Output every line of the entries from the line containing "[locate] standing child" through the last, exactly, with no other content.

## start Material for the task

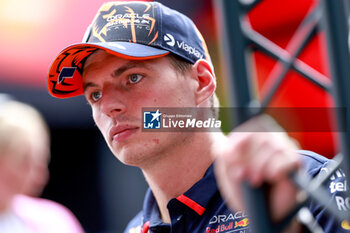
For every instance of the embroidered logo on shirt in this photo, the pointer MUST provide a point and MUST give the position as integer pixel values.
(232, 222)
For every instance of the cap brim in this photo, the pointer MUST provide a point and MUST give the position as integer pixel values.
(65, 73)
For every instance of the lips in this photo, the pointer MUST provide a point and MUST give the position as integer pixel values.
(121, 132)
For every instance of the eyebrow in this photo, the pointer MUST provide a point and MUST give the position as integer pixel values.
(120, 70)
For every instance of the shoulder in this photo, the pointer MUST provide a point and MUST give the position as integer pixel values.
(45, 214)
(134, 226)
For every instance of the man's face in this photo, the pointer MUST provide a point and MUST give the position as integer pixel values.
(117, 90)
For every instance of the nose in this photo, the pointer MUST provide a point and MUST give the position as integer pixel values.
(111, 102)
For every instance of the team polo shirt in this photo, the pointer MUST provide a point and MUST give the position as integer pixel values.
(202, 210)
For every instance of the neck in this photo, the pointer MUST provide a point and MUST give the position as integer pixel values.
(178, 170)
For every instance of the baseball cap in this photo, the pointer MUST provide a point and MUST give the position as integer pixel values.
(132, 30)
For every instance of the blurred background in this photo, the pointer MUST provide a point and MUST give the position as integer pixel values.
(85, 176)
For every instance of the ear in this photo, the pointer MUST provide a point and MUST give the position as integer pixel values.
(206, 81)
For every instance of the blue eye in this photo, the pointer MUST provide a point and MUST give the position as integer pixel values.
(95, 96)
(135, 78)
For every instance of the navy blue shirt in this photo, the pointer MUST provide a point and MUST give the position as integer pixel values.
(201, 209)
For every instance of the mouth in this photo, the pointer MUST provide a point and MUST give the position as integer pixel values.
(120, 133)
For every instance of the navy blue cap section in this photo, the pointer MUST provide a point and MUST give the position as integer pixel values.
(131, 30)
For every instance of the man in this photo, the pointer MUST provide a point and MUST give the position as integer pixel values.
(142, 54)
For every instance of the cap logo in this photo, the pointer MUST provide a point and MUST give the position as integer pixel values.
(134, 23)
(169, 39)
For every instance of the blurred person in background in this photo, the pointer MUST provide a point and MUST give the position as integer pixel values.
(24, 157)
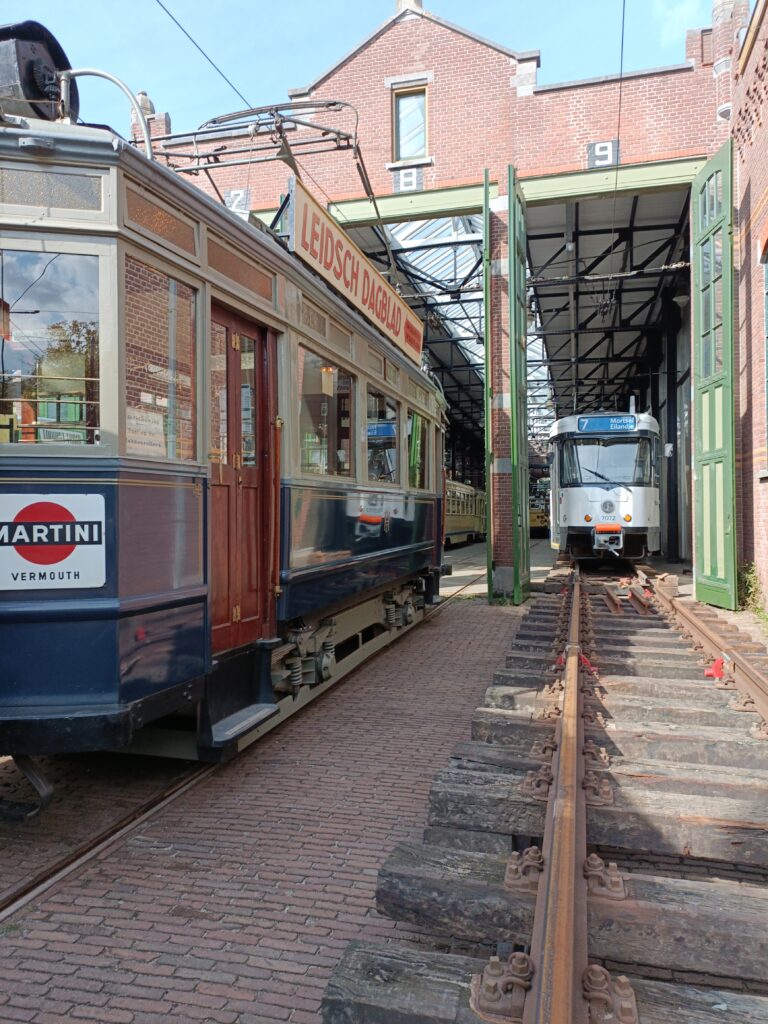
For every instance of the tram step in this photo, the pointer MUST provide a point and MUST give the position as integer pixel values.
(229, 728)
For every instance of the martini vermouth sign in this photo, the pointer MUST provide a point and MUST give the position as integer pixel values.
(51, 542)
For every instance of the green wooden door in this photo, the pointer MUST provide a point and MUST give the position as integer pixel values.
(518, 390)
(714, 466)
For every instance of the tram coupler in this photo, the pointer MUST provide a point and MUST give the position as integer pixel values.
(11, 810)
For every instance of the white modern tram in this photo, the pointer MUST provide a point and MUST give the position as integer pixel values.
(604, 495)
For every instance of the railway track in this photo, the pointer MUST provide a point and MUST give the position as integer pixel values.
(81, 851)
(600, 845)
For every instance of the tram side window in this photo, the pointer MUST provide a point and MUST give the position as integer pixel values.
(325, 416)
(417, 450)
(383, 415)
(48, 348)
(160, 346)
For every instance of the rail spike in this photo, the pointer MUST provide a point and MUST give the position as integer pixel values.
(537, 783)
(602, 881)
(608, 999)
(498, 995)
(524, 869)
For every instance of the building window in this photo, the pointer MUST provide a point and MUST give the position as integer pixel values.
(383, 414)
(410, 124)
(49, 347)
(325, 416)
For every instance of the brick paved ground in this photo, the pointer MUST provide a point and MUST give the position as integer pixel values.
(235, 903)
(92, 792)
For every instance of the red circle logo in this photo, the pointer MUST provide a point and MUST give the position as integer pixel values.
(49, 513)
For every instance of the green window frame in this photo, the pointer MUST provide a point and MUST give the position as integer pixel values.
(410, 124)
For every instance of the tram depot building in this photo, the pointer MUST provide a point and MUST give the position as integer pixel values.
(602, 257)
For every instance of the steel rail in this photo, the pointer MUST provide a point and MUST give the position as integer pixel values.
(91, 848)
(747, 676)
(559, 942)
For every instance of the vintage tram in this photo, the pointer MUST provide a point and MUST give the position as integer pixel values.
(465, 513)
(220, 485)
(604, 491)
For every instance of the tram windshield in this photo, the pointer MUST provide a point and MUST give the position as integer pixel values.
(597, 461)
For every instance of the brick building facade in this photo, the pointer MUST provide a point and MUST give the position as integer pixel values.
(485, 111)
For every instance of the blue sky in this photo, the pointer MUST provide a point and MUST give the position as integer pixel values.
(266, 49)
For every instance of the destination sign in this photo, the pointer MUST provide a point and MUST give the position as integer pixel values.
(606, 424)
(318, 241)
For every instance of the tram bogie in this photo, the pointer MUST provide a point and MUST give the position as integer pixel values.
(604, 497)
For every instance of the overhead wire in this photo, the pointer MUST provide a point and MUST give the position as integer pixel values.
(200, 48)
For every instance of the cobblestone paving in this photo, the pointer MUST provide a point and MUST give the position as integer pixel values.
(233, 904)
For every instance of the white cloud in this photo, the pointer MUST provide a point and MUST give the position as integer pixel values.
(674, 17)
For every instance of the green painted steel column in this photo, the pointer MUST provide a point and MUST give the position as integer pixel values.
(517, 390)
(487, 388)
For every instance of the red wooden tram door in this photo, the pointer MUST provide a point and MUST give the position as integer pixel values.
(242, 397)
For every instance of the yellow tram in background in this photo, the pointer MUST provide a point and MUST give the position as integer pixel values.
(465, 513)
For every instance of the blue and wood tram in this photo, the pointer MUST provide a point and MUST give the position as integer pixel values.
(219, 485)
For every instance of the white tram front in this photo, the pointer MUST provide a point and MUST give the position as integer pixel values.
(604, 496)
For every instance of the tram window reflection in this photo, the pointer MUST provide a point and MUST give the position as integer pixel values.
(325, 416)
(417, 450)
(160, 344)
(383, 414)
(49, 391)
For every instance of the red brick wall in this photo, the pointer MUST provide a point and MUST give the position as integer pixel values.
(476, 118)
(483, 112)
(751, 200)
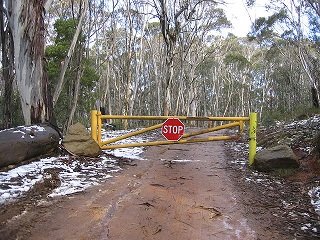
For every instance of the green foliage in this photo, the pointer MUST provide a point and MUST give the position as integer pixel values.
(236, 58)
(90, 76)
(56, 53)
(263, 28)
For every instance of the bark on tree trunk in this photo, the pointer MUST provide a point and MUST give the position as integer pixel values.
(69, 55)
(26, 20)
(7, 69)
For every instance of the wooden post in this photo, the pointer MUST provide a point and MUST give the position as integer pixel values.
(252, 137)
(94, 122)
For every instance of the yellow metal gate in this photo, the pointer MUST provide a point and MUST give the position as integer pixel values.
(97, 119)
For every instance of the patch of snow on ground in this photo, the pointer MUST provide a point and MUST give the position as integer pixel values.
(74, 174)
(315, 198)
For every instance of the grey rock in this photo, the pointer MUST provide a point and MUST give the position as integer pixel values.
(278, 157)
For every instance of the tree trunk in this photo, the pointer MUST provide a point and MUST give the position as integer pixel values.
(76, 93)
(69, 55)
(26, 20)
(7, 69)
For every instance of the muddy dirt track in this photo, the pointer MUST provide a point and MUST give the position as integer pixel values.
(178, 192)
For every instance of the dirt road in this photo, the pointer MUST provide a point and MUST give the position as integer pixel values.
(178, 192)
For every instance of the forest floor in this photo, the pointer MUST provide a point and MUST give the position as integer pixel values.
(194, 191)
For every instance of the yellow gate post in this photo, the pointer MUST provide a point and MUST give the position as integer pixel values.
(94, 126)
(252, 137)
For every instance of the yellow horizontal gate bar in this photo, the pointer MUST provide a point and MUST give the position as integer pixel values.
(96, 127)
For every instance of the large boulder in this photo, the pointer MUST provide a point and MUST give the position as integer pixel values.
(278, 157)
(78, 141)
(26, 142)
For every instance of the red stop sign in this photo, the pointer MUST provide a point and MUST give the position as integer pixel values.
(172, 129)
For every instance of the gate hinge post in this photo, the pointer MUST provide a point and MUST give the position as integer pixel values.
(252, 137)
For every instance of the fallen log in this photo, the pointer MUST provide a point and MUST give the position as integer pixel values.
(25, 142)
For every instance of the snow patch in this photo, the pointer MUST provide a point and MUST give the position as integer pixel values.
(314, 194)
(74, 175)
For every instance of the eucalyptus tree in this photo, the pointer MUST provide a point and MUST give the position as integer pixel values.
(176, 18)
(288, 23)
(26, 22)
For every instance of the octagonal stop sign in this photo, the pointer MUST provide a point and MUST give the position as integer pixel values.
(172, 129)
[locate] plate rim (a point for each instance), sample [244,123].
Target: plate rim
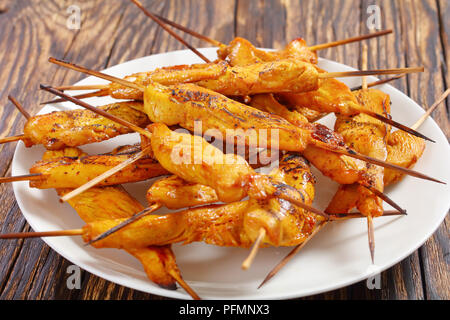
[181,294]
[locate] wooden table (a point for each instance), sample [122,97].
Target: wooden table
[116,31]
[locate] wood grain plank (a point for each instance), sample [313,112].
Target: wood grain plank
[118,32]
[423,46]
[29,272]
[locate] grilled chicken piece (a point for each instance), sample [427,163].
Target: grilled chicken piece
[287,75]
[73,128]
[332,96]
[241,52]
[404,150]
[107,203]
[70,172]
[167,76]
[368,136]
[228,119]
[175,193]
[340,168]
[236,224]
[194,160]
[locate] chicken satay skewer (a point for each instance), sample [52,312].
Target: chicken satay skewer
[80,232]
[289,198]
[379,82]
[318,144]
[22,137]
[19,107]
[286,259]
[12,139]
[347,153]
[81,87]
[370,229]
[283,195]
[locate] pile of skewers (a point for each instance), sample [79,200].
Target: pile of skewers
[221,198]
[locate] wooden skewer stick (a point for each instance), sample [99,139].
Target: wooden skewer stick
[99,93]
[26,177]
[95,73]
[313,48]
[333,216]
[353,215]
[184,285]
[143,213]
[191,32]
[106,174]
[364,64]
[173,34]
[291,254]
[370,229]
[135,86]
[248,262]
[78,232]
[381,163]
[96,110]
[383,196]
[86,87]
[146,133]
[394,123]
[342,74]
[431,109]
[12,138]
[371,237]
[350,40]
[379,82]
[104,92]
[19,107]
[59,233]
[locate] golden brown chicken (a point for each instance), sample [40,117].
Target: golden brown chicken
[166,76]
[286,75]
[368,136]
[188,104]
[332,96]
[107,203]
[403,150]
[234,224]
[338,167]
[241,52]
[176,193]
[73,128]
[70,172]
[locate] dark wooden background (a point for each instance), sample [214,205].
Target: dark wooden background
[115,31]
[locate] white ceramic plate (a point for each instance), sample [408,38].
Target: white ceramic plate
[338,256]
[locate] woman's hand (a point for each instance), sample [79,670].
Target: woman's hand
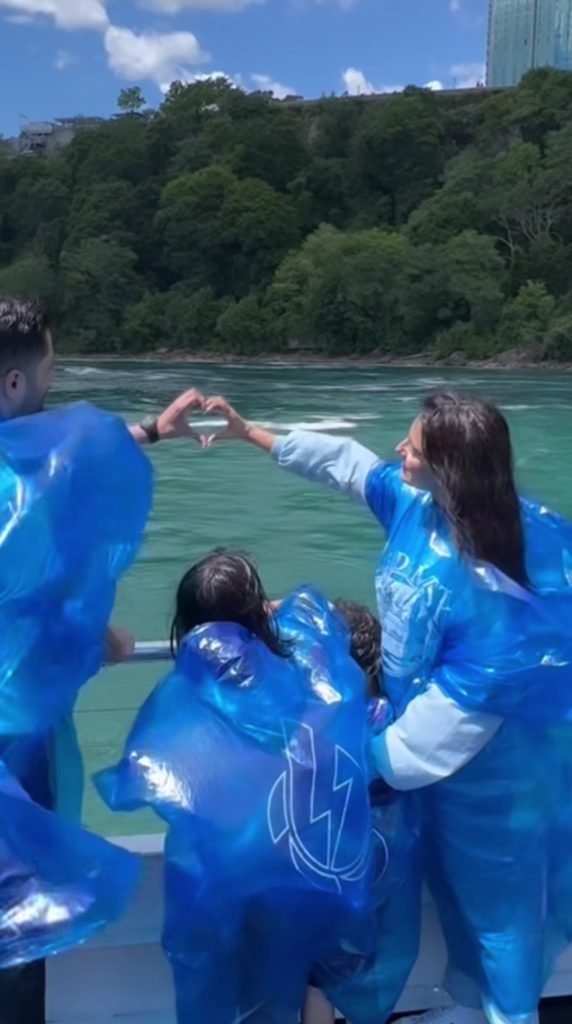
[236,429]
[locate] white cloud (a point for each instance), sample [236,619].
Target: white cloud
[212,76]
[469,75]
[266,84]
[355,82]
[63,59]
[67,13]
[176,6]
[163,57]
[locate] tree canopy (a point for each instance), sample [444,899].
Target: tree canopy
[415,223]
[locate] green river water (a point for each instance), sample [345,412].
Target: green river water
[235,496]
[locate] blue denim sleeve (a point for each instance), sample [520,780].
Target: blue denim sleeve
[339,463]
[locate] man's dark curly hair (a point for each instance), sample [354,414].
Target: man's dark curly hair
[366,642]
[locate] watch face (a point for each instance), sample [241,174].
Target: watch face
[150,427]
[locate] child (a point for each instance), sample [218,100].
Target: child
[267,863]
[367,993]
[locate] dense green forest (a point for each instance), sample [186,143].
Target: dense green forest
[229,222]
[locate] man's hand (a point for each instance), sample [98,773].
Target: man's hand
[174,421]
[119,645]
[236,428]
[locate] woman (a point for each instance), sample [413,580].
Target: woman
[474,589]
[253,751]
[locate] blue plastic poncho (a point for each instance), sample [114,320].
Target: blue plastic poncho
[367,988]
[257,763]
[497,834]
[58,885]
[75,494]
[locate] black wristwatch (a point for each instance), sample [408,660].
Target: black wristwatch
[149,426]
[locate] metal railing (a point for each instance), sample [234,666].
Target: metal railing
[150,650]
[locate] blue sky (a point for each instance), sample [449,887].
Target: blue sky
[61,57]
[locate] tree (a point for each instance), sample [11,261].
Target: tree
[259,225]
[98,282]
[31,276]
[526,320]
[408,223]
[398,151]
[347,289]
[131,100]
[191,227]
[246,328]
[103,210]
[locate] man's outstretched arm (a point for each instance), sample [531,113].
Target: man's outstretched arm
[172,423]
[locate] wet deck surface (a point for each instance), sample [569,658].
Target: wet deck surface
[552,1012]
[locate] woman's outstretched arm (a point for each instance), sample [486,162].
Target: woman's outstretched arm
[339,463]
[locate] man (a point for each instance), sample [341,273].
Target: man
[27,359]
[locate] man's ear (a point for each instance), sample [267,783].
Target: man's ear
[14,387]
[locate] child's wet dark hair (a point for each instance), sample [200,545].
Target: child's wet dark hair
[225,587]
[366,642]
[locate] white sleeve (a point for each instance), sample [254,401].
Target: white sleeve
[432,740]
[339,463]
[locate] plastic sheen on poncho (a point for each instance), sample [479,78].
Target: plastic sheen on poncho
[257,763]
[497,835]
[75,495]
[58,885]
[367,988]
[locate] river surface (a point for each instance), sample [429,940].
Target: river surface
[234,496]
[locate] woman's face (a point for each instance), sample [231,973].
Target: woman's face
[414,470]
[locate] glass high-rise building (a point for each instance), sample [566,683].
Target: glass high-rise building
[525,34]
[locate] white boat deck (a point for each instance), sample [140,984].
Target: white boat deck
[122,976]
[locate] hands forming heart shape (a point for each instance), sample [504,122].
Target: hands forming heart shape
[174,421]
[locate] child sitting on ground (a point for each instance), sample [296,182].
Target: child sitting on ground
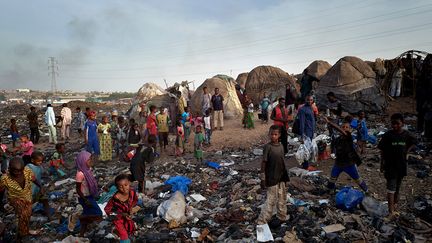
[274,177]
[36,161]
[26,147]
[122,203]
[18,184]
[347,158]
[87,190]
[56,160]
[198,141]
[142,156]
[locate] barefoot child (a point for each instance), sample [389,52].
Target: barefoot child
[90,134]
[56,160]
[346,156]
[395,145]
[207,126]
[274,177]
[163,123]
[142,156]
[122,203]
[26,147]
[179,149]
[105,142]
[18,184]
[198,141]
[87,190]
[36,161]
[14,132]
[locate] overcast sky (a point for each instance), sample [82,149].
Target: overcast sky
[109,45]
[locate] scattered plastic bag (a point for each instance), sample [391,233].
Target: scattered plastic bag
[213,165]
[348,198]
[179,183]
[374,208]
[173,209]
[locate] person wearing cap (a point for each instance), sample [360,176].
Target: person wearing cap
[90,132]
[114,127]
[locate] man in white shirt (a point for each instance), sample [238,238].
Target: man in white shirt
[50,121]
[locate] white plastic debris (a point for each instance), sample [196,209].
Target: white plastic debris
[198,197]
[65,181]
[173,208]
[264,233]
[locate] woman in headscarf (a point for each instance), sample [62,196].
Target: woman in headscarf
[87,190]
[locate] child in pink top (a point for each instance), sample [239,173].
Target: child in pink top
[26,147]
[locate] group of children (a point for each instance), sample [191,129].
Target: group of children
[395,144]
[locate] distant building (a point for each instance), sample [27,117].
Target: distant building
[66,99]
[16,100]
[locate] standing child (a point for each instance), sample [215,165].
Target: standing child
[198,140]
[163,123]
[274,177]
[346,156]
[362,131]
[105,142]
[4,158]
[187,124]
[151,122]
[249,118]
[265,103]
[134,134]
[122,203]
[207,126]
[26,147]
[36,161]
[80,120]
[90,133]
[179,149]
[14,132]
[142,156]
[87,190]
[395,145]
[18,184]
[121,135]
[56,160]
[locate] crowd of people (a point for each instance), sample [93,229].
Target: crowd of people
[136,140]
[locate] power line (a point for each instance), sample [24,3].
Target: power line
[289,36]
[210,73]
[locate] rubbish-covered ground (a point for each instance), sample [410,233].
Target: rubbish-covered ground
[222,199]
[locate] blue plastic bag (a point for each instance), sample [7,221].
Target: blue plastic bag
[213,164]
[179,183]
[348,198]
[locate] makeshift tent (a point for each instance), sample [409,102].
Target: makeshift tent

## end Material for the task

◆ Answer below
[locate] standing child (a point for each instance), sample [215,165].
Target: standing child
[198,140]
[163,123]
[274,177]
[346,156]
[362,131]
[105,142]
[4,158]
[187,124]
[151,122]
[249,118]
[265,103]
[134,134]
[122,203]
[207,126]
[26,147]
[36,161]
[80,120]
[90,133]
[179,149]
[14,132]
[142,156]
[87,190]
[395,145]
[18,184]
[121,135]
[56,160]
[locate] crowd of people (a point for each instance), sample [93,229].
Target: crowd of people
[136,140]
[locate] power line (a point for each instance), sample [24,3].
Target: power line
[289,36]
[210,73]
[locate] rubbish-covered ground (a point for each instance), sample [410,233].
Target: rubbish-covered ground
[222,199]
[locate] blue plastic bag (a point for each instance), sample [7,221].
Target: blue plastic bag
[213,164]
[179,183]
[348,198]
[locate] makeshift tent (a point for each instance), sample [409,102].
Target: makeshift tent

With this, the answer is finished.